*** Data lines ***
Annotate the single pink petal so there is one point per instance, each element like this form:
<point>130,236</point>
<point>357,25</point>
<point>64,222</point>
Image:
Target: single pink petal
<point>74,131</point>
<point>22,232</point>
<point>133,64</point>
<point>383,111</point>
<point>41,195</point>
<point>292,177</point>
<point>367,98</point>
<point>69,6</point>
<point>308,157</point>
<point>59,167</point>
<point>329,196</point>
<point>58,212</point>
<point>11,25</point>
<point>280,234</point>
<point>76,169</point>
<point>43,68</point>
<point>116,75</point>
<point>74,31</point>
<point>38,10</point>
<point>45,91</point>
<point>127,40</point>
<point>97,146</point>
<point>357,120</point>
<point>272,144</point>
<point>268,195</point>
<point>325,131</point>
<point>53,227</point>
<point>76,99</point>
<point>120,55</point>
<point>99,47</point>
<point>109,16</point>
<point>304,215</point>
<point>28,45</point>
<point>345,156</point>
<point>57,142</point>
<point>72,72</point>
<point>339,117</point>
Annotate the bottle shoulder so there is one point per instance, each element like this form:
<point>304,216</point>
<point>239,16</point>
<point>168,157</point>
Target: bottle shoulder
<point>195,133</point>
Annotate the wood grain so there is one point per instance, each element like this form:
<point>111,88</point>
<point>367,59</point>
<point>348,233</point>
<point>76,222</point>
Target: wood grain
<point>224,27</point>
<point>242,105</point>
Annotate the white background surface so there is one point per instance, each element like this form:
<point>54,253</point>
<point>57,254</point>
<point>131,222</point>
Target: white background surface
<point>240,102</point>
***
Task goal - Reproduce all of the records above, changing every "Annotate" to "Label" and leaving everything else the same.

Answer to the exercise -
Label the single pink petal so there is one point per instance, each element like this form:
<point>130,236</point>
<point>357,25</point>
<point>64,222</point>
Image:
Target: single pink petal
<point>74,131</point>
<point>22,232</point>
<point>133,64</point>
<point>383,111</point>
<point>41,195</point>
<point>292,177</point>
<point>367,98</point>
<point>69,6</point>
<point>308,157</point>
<point>59,167</point>
<point>329,196</point>
<point>58,212</point>
<point>11,25</point>
<point>280,234</point>
<point>76,169</point>
<point>43,68</point>
<point>116,75</point>
<point>74,31</point>
<point>38,10</point>
<point>45,91</point>
<point>127,40</point>
<point>97,146</point>
<point>357,120</point>
<point>272,144</point>
<point>268,195</point>
<point>325,131</point>
<point>53,227</point>
<point>76,99</point>
<point>120,55</point>
<point>99,47</point>
<point>109,16</point>
<point>304,215</point>
<point>28,45</point>
<point>345,156</point>
<point>57,142</point>
<point>72,72</point>
<point>339,117</point>
Label the bottle shoulder so there is one point per instance, each element like this form:
<point>304,216</point>
<point>239,16</point>
<point>168,157</point>
Target: bottle shoulder
<point>195,133</point>
Label the wood grain so there is one point per instance, each element like this form:
<point>111,88</point>
<point>367,59</point>
<point>348,233</point>
<point>76,222</point>
Target: wood grain
<point>224,27</point>
<point>242,105</point>
Label the white background surface so there is one point per instance, each element like this form:
<point>54,253</point>
<point>57,254</point>
<point>131,222</point>
Target: white background surface
<point>240,102</point>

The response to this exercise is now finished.